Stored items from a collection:
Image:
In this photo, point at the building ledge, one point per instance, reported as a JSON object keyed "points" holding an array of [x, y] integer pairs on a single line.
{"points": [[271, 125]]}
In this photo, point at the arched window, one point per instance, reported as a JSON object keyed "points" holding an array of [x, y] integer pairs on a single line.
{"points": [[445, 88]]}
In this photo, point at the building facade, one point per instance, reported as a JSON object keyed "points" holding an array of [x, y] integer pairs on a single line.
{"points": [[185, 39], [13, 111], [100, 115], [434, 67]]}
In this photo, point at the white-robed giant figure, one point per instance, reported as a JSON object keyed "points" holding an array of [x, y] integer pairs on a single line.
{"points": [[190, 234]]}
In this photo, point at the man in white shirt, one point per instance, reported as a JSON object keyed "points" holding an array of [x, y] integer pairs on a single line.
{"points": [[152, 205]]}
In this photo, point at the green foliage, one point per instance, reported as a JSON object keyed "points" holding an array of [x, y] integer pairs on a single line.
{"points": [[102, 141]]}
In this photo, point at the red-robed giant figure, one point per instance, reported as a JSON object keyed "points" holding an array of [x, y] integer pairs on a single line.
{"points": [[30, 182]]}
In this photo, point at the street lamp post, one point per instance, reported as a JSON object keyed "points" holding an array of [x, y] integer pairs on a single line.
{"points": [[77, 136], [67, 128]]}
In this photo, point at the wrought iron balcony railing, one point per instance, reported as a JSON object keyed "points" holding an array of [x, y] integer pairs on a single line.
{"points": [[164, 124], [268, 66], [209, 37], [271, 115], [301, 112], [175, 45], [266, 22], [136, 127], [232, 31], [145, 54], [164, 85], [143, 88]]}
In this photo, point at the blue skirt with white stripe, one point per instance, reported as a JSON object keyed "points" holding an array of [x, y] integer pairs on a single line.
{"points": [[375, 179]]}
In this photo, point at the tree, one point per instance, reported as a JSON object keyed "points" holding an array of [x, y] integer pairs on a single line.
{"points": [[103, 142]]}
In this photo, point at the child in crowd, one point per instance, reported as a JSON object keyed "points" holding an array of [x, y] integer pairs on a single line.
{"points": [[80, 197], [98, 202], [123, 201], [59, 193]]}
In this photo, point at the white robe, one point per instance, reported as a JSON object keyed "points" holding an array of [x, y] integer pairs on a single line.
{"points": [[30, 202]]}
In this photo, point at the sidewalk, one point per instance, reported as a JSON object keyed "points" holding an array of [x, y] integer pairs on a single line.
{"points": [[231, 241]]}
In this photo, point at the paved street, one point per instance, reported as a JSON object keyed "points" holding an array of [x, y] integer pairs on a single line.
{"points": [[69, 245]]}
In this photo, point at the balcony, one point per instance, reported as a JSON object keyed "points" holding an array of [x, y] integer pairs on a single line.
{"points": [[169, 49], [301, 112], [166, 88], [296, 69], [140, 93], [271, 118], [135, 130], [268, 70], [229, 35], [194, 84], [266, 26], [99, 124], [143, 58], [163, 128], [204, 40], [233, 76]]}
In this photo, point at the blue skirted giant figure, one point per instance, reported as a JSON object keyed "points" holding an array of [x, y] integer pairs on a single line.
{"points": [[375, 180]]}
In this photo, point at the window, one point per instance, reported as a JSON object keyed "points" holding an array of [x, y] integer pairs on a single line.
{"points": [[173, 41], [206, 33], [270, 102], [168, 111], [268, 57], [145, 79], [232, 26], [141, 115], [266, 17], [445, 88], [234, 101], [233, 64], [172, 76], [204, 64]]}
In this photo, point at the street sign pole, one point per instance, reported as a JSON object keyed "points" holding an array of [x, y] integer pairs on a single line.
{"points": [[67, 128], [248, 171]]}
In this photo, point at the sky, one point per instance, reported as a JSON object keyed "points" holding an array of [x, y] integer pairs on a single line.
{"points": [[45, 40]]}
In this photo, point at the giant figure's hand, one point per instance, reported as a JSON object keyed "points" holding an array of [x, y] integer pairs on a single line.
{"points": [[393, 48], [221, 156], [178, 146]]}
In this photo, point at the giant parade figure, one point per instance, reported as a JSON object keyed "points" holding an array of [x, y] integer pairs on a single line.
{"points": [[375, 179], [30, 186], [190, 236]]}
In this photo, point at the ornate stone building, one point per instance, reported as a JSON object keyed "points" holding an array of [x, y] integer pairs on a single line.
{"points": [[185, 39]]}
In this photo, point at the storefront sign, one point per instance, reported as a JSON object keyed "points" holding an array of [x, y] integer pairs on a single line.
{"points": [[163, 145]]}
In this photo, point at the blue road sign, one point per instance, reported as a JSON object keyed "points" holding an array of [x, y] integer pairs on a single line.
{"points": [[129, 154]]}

→ Work to complete
Throughout the records, rename "integer pairs" to "whole-number pairs" and keep every other part of the lines unchanged.

→ Finished task
Image:
In this photo, point at the building ledge, one point per instance, reported as a JSON object keyed "points" holding an array of [x, y] whole-number pairs on a single line.
{"points": [[271, 125]]}
In this photo, point at the arched window, one point per instance, reported as a JSON object keyed "points" holding an array of [x, y] whole-number pairs on a single line.
{"points": [[445, 88]]}
In this photo, point at the building facade, one point per instance, reported as a JSON object keyed "points" holding an array of [x, y] whole-number pairs on a single line.
{"points": [[185, 39], [13, 111], [100, 115], [434, 67]]}
In this photo, point at the white-robed giant figure, one point per instance, reported as a JSON object keyed "points" holding an array of [x, y] whole-number pairs on a single line.
{"points": [[190, 234]]}
In this photo, point at the man in white shirt, one point per instance, reported as a JSON object keyed "points" holding an array of [x, y] whole-number pairs on a single line.
{"points": [[152, 205]]}
In this photo, point at the green foliage, one point per instance, reported as a JSON object keyed "points" holding an array of [x, y] whole-number pairs on a single line.
{"points": [[102, 141]]}
In this photo, point at the red-robed giant figure, one point per instance, reported as a JSON object keyed "points" holding an array of [x, y] whole-number pairs on a single line.
{"points": [[30, 182]]}
In this photo, point at the street lamp post, one point per instance, reported as a JSON object keyed "points" holding an array of [x, y] whole-number pairs on a single line.
{"points": [[77, 136], [67, 128]]}
In this photo, point at the wrought iron balcony railing, one point per instance, reported as a JSON object keyed "points" holding an array of [x, y] whole-number pairs on a single line.
{"points": [[164, 124], [268, 66], [209, 37], [271, 115], [301, 112], [175, 45], [266, 22], [136, 127], [232, 31], [145, 54], [164, 85], [143, 88]]}
In this photo, point at the blue skirt with white stripe, one point per instance, reported as a JSON object keyed "points" holding an array of [x, y] whole-number pairs on a single line.
{"points": [[375, 179]]}
In this photo, point at the tree, one point per instance, reported as a JSON object keyed "points" holding an array of [x, y] whole-number pairs on a single line.
{"points": [[103, 142]]}
In this photo, point at the child in crowd, one point per instance, reported as a JSON object keyed "points" holding an array of [x, y] whole-number pairs on a single line.
{"points": [[80, 197], [98, 202], [123, 201], [59, 193]]}
In this photo, point at the white robe, one point per instance, reported as a JSON object keyed "points" holding an array of [x, y] whole-number pairs on a single line.
{"points": [[30, 202]]}
In this photo, point at the sidewalk, one point per instance, reported as a JSON object keyed "points" holding an array of [x, y] whole-number pairs on a single line.
{"points": [[231, 241]]}
In this photo, point at the paved street, one point per instance, reported as a JSON object keyed "points" holding an array of [x, y] whole-number pairs on a single line.
{"points": [[69, 245]]}
In this photo, point at the balcony, one point per instance, reported as a JSON object keyed "points" holding an array of [x, y] whole-number pairs on a single line.
{"points": [[169, 49], [301, 112], [166, 88], [296, 69], [140, 93], [271, 118], [135, 130], [268, 70], [229, 35], [194, 84], [266, 26], [99, 124], [143, 58], [163, 128], [204, 40], [233, 76]]}
In this photo, point at the blue skirted giant figure, one point per instance, reported as a JSON object keyed "points" holding an array of [x, y] whole-number pairs on a single line.
{"points": [[375, 180]]}
In this photo, point at the window, one point per instance, reported as a JSON object keyed "points" holding an array of [x, y] whole-number pairs on a single line.
{"points": [[173, 41], [206, 33], [270, 102], [168, 111], [268, 57], [145, 79], [232, 26], [141, 115], [266, 17], [445, 88], [234, 101], [233, 64], [172, 76], [204, 64]]}
In this photo, point at the street sign pole, one point per instance, reported as a JSON object keyed "points" holding an array of [x, y] whole-number pairs on a single line.
{"points": [[67, 128], [248, 171]]}
In this photo, point at the sky, one point per instance, reported as a JSON object keyed "points" holding an array of [x, y] whole-number pairs on a single line.
{"points": [[45, 40]]}
In this photo, point at the giant figure's hand, one point per instance, reported as a JSON object keyed "points" holding an array of [x, y] whole-number pairs on a single line.
{"points": [[393, 48], [221, 156], [178, 146]]}
In this photo, point at the giant parade figure, one point per instance, reported as a JSON object keyed "points" holding an array of [x, y] whole-number pairs on a single line.
{"points": [[375, 179], [30, 186], [190, 236]]}
In this photo, point at the ornate stone building, one point per instance, reported as a JSON object keyed "points" holding an array of [x, y] whole-number pairs on a single line.
{"points": [[185, 39]]}
In this photo, point at the storefront sign, one point per instance, reported as a JSON object keyed "points" holding an array of [x, y] whole-number pairs on a single line.
{"points": [[163, 145]]}
In this photo, point at the blue road sign, one point per instance, reported as a JSON object keyed "points" holding an array of [x, y] whole-number pairs on a single line.
{"points": [[129, 154]]}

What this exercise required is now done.